◆ REQUEST: Write out, character for character, the rows from the first line of the saved entries through the line containing "positive clicks: (584, 552) (584, 548)", including both the first and last lines.

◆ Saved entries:
Content starts

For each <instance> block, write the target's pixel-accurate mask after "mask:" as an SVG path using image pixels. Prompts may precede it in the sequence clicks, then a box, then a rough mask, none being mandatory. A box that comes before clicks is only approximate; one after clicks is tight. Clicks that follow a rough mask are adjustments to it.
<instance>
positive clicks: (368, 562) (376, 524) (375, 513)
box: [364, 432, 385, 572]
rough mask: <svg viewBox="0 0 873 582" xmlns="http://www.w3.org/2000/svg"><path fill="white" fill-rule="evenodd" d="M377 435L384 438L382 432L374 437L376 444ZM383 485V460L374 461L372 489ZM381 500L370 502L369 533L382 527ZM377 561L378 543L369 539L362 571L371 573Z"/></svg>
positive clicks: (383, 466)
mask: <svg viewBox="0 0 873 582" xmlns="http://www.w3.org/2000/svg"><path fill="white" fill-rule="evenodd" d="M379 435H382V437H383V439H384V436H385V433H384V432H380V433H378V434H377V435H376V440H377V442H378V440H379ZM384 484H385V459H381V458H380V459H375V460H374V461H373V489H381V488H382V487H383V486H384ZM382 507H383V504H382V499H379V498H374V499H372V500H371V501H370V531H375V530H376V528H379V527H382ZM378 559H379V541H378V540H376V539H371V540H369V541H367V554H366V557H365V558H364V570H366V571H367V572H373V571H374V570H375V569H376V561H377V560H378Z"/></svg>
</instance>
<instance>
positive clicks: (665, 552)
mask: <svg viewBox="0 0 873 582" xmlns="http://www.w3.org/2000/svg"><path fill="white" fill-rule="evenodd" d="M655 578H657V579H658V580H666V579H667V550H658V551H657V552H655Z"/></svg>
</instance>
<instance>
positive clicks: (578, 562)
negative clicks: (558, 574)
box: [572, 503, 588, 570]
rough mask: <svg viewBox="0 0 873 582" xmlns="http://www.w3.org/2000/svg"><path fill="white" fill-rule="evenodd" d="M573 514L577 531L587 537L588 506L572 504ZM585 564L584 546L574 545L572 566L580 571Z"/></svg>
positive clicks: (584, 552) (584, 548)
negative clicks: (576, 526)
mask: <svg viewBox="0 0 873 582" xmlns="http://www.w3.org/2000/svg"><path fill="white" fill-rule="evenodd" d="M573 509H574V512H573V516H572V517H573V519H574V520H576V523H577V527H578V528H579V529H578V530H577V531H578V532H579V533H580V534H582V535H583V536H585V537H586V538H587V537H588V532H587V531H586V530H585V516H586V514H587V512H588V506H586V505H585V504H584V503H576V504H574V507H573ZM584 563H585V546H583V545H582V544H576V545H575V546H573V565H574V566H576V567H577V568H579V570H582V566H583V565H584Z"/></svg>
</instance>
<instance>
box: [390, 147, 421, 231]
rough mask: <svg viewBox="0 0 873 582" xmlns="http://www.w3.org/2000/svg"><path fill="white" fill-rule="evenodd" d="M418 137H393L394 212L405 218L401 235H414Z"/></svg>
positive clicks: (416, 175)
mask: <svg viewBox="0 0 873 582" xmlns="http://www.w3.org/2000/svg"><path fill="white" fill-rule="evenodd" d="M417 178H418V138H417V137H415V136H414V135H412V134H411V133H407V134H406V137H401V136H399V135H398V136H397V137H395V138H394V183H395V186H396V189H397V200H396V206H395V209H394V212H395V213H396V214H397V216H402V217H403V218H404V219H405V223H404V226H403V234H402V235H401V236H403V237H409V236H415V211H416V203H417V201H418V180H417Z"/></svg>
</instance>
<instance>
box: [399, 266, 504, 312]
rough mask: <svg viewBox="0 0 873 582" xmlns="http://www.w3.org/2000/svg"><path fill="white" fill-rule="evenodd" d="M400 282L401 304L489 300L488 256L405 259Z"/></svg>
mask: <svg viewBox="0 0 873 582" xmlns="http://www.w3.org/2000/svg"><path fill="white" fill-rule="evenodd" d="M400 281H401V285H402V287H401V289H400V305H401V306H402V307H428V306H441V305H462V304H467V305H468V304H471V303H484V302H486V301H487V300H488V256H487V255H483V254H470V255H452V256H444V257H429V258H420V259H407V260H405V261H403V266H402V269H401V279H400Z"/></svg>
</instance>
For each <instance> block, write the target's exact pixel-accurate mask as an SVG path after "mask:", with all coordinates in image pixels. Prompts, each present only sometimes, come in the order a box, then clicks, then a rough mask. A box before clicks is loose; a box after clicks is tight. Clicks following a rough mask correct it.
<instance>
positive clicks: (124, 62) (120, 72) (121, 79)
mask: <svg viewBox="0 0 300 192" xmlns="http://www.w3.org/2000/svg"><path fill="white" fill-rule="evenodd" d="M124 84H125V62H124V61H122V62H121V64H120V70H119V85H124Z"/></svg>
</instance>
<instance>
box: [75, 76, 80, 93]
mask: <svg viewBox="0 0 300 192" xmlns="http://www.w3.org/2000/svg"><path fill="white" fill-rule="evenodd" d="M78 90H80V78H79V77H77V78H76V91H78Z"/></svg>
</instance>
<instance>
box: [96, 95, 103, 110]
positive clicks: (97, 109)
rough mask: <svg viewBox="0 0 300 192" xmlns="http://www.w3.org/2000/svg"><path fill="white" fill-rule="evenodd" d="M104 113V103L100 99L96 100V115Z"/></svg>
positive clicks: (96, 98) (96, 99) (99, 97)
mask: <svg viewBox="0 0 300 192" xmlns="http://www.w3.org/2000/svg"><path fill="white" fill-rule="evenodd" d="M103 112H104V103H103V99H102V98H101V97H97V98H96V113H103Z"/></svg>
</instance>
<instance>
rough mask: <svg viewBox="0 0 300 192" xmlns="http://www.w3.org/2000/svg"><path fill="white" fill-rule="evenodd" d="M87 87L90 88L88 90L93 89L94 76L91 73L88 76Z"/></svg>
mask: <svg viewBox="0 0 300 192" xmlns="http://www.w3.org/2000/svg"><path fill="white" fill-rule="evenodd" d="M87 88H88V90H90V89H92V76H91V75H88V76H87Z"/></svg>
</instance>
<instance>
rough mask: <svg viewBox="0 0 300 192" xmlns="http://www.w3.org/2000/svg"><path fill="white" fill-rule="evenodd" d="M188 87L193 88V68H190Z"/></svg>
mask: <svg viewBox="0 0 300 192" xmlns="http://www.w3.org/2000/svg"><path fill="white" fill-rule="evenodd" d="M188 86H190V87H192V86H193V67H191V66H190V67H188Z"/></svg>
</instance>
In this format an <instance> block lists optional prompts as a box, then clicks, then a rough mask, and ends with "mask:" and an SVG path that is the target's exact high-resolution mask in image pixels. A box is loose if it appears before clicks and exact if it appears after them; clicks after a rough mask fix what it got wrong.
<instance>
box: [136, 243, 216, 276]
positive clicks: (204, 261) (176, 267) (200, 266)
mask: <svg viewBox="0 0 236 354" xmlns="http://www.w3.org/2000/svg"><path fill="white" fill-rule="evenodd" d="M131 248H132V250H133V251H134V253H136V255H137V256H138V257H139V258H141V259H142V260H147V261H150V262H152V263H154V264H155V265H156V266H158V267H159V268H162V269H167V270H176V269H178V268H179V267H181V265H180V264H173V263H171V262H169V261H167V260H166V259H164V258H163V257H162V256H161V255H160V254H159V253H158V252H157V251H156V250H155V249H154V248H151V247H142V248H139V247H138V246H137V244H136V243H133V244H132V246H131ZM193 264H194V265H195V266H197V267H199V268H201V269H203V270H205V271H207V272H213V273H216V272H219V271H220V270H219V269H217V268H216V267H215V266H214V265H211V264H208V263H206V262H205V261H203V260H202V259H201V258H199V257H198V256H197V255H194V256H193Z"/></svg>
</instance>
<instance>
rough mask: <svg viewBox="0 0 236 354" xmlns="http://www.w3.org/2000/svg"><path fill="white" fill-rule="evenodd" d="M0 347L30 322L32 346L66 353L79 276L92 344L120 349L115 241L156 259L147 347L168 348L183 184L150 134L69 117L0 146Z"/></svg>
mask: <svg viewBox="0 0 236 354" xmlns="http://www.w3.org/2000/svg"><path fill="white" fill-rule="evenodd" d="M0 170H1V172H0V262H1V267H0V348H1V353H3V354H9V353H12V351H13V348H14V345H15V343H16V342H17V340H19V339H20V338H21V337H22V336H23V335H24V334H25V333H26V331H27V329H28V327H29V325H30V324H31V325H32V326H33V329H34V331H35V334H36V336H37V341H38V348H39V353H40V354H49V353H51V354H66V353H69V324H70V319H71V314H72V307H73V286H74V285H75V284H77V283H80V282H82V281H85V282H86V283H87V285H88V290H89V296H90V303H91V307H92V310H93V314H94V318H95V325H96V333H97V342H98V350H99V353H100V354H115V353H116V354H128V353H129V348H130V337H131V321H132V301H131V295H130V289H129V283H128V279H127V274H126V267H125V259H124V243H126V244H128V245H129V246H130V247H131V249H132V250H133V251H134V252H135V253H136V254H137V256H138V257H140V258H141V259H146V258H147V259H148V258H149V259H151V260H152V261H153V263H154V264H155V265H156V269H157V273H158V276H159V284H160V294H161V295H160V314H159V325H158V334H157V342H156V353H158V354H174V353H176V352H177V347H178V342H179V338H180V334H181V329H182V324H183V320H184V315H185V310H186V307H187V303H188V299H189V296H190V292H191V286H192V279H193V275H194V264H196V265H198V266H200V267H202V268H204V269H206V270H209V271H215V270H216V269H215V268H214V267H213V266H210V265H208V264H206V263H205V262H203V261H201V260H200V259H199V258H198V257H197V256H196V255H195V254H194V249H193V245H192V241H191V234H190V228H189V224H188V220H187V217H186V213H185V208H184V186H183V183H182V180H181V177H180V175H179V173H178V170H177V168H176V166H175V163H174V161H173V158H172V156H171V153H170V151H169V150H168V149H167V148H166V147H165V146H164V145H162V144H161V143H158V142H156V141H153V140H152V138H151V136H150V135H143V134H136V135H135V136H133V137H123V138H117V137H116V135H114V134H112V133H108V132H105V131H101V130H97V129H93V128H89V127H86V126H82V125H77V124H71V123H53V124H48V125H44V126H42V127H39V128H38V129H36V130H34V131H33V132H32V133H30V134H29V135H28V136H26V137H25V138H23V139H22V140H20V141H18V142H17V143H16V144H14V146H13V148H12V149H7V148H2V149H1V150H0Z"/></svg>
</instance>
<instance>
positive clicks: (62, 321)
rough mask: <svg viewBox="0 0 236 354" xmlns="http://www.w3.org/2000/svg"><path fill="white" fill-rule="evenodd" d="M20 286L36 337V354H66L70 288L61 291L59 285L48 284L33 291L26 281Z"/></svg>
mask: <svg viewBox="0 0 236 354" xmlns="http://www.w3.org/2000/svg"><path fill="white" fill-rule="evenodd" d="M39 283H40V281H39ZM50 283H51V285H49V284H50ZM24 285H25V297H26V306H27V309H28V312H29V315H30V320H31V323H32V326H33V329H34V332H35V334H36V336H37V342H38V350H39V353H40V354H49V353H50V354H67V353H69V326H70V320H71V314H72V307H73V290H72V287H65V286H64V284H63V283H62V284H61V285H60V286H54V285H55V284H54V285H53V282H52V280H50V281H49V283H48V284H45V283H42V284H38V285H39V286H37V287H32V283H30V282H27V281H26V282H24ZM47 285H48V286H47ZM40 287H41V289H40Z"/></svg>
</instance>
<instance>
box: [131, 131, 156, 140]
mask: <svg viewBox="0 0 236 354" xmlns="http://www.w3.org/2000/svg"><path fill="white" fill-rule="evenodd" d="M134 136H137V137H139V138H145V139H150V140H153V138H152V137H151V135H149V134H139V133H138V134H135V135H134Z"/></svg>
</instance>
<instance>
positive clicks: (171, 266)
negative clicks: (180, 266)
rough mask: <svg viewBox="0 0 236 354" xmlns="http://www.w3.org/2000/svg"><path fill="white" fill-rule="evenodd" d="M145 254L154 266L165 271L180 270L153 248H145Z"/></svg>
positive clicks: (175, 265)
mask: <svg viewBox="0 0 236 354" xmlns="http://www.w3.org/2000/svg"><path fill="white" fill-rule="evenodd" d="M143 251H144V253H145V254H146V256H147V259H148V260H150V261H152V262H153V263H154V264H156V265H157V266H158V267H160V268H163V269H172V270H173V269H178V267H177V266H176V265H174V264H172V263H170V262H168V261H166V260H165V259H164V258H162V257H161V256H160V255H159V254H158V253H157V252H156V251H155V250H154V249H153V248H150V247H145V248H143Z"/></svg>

Content ends

◆ EXERCISE RESULT:
For each <instance> block, write the target's pixel-accurate mask after "mask:" as an SVG path using image pixels. Prompts may precede it in the sequence clicks, then a box, then a rough mask, none being mandatory. A box that comes before clicks is only approximate; one after clicks is tight. Clicks that follow a rough mask are adjustments to it.
<instance>
positive clicks: (368, 562) (376, 524) (375, 513)
box: [364, 432, 385, 572]
rough mask: <svg viewBox="0 0 873 582" xmlns="http://www.w3.org/2000/svg"><path fill="white" fill-rule="evenodd" d="M377 435L384 438L382 432L374 437L376 444ZM383 485V460L374 461L372 489ZM381 500L370 502L369 533L382 527ZM377 561L378 543L369 539L362 571L371 573Z"/></svg>
positive clicks: (383, 466)
mask: <svg viewBox="0 0 873 582" xmlns="http://www.w3.org/2000/svg"><path fill="white" fill-rule="evenodd" d="M379 435H382V437H383V439H384V436H385V433H384V432H380V433H378V434H377V435H376V440H377V442H378V440H379ZM384 484H385V459H381V458H380V459H375V460H374V461H373V489H381V488H382V487H383V486H384ZM382 507H383V504H382V499H379V498H374V499H372V500H371V501H370V531H375V530H376V528H379V527H382ZM378 559H379V541H378V540H376V539H371V540H369V541H367V554H366V557H365V558H364V570H366V571H367V572H373V571H374V570H375V569H376V561H377V560H378Z"/></svg>
</instance>
<instance>
positive clicks: (665, 552)
mask: <svg viewBox="0 0 873 582" xmlns="http://www.w3.org/2000/svg"><path fill="white" fill-rule="evenodd" d="M655 578H657V579H658V580H666V579H667V550H658V551H657V552H655Z"/></svg>
</instance>
<instance>
positive clicks: (578, 562)
negative clicks: (558, 574)
box: [572, 503, 588, 570]
rough mask: <svg viewBox="0 0 873 582" xmlns="http://www.w3.org/2000/svg"><path fill="white" fill-rule="evenodd" d="M573 514L577 531L587 537L588 506L572 504ZM585 564L584 546L574 545L572 566L580 571Z"/></svg>
positive clicks: (584, 552) (584, 548)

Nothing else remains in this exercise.